━━━━━ DATASET EXTRACT
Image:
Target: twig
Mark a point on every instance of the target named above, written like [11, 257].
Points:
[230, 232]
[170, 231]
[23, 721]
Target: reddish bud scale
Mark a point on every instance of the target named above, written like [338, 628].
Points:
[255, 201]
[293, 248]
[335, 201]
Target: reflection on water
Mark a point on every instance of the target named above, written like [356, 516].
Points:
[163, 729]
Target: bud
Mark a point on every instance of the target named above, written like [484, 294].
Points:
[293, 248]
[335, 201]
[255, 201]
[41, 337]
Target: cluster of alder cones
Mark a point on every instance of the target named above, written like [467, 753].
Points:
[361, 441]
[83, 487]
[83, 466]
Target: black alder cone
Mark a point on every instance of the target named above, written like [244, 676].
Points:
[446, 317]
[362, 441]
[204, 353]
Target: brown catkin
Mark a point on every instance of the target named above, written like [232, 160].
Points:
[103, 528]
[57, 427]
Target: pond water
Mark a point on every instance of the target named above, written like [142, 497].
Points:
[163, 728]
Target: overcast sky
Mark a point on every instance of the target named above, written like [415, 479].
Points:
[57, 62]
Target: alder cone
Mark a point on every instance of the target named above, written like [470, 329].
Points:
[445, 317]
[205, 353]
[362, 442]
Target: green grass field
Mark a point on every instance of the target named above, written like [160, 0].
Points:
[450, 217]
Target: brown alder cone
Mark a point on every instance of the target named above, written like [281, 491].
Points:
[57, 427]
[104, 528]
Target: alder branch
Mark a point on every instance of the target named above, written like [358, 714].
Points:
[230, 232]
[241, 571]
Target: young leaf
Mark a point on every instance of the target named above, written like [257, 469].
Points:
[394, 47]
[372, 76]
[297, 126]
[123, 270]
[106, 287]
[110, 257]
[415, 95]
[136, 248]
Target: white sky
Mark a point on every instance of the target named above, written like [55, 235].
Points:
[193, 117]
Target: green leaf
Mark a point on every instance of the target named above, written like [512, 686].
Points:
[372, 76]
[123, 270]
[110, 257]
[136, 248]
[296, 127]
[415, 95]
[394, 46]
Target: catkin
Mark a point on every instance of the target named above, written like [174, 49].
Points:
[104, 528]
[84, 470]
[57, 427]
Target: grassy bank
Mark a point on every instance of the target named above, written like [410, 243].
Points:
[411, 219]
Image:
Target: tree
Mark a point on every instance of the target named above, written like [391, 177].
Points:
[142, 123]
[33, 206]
━━━━━━━━━━
* PROBLEM TO SOLVE
Reproduce only those lines of the entries above that run from the line with "Target: alder branch" to the final line.

* OUTPUT OF THE EXERCISE
Target: alder branch
Mark a point on every instance of the target named above, written like [358, 714].
Points:
[230, 232]
[241, 571]
Target: young leaf
Mark a point on every instance of the target named above, written like [257, 469].
Points:
[394, 47]
[372, 76]
[297, 126]
[123, 270]
[106, 287]
[110, 257]
[415, 95]
[136, 248]
Target: white sky
Mark a point on every instance of the target named above, written like [55, 235].
Points:
[193, 117]
Target: green leaf
Mark a point on every instance of the target named above, written like [512, 686].
Points:
[372, 76]
[123, 270]
[110, 257]
[136, 248]
[296, 127]
[415, 95]
[394, 46]
Target: catkin
Mark a point on every instance of the target named above, written like [174, 49].
Points:
[104, 528]
[84, 470]
[57, 427]
Target: grassy bank
Mark a point on every instance of the target named above, written like [410, 243].
Points:
[411, 219]
Image:
Target: tree
Mark a point on every instance of the target named above, written like [391, 177].
Points:
[142, 123]
[33, 206]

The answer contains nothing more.